## Фрагмент страницы
◇ ◇ ◇

Итак, “Священная книга оборотня” отведена в основном технической стороне постижения истины. Впрочем, и вся квадрига романов представляет собой в некотором смысле “практики”. Так, в “Чапаеве и Пустоте” некий выдуманный автор предисловия, упомянув, что из оригинала исключены описания ряда магических процедур, представляет дальнейший текст как “фиксацию механических циклов сознания с целью окончательного освобождения от так называемой внутренней жизни”. Но поскольку подобная фиксация уже сама по себе есть одна из известнейших магических процедур, то можно предположить, что не только для Петра Пустоты, но и для лисы А их повествования лишь побочный продукт их продвижения к цели. И правда, поскольку вновь открытый лисой А тайный древний метод занимает в ее изложении вместе с комментарием две с небольшим страницы, то все остальные триста с гаком можно объяснить только как подобную процедуру — перед уходом героиня освобождается от впечатлений, чувств и других “предметов ума” своего последнего земного периода жизни. Один механический цикл сознания следует за другим — то, что Лиса говорит банальности, признает и сам автор в интервью “Известиям”, но тбо, что она сообщает читателю о Набокове, ее любимый писатель вполне бы мог включить в свое знаменитое определение пошлости. Парадоксально, но чем более механичен такой текст, тем больше будет он походить на поток сознания, — поэтому в том, что “Священная книга оборотня” изрядно однообразна и затянута, видимо, заключено для автора достоинство правдоподобия. Увы, правдоподобие в передаче пустой болтовни и в обилии матерщины — слабое утешение при чтении десятков скучных страниц.

◇ ◇ ◇

## Листинг
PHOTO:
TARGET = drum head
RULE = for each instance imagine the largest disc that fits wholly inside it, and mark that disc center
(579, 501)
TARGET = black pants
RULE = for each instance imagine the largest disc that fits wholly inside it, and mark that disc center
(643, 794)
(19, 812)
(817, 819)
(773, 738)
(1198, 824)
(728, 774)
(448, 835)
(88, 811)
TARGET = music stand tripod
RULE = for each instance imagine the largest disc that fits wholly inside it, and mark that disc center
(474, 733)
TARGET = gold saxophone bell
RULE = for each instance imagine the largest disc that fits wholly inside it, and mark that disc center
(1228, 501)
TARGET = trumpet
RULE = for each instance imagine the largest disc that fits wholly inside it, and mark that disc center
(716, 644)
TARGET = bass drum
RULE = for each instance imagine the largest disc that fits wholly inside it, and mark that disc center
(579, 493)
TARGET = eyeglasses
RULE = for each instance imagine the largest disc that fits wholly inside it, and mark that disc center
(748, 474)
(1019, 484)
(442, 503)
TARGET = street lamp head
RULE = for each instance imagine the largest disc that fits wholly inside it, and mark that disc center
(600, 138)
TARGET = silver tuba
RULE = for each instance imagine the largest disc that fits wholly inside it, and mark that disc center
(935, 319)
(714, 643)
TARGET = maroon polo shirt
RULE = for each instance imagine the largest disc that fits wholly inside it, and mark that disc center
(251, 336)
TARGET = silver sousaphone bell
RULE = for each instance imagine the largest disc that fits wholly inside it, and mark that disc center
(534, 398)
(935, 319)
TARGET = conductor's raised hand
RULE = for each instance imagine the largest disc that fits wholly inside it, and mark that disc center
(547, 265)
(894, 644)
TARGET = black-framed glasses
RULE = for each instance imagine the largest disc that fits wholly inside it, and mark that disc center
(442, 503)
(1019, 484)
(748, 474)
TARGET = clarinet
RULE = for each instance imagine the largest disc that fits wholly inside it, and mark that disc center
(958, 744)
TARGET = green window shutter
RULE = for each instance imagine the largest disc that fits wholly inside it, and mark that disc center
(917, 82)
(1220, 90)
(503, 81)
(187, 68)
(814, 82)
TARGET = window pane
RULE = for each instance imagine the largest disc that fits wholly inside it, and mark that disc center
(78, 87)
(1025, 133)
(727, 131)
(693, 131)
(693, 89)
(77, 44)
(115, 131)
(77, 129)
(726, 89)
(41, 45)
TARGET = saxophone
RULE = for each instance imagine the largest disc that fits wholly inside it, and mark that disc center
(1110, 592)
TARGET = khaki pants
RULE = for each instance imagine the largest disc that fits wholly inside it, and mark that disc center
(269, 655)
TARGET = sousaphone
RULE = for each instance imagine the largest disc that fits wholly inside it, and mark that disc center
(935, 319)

◇ ◇ ◇

Ответьте на три вопроса по фрагменту о «Священной книге оборотня».
(a) Как выдуманный автор предисловия в «Чапаеве и Пустоте» представляет дальнейший текст?
(b) Сколько страниц занимает в изложении лисы А вновь открытый ею тайный древний метод вместе с комментарием?
(c) В интервью какому изданию автор признал, что Лиса говорит банальности?
Отвечайте только по фрагменту о «Священной книге оборотня».

(a) Как «фиксацию механических циклов сознания с целью окончательного освобождения от так называемой внутренней жизни».
(b) Две с небольшим страницы.
(c) «Известиям».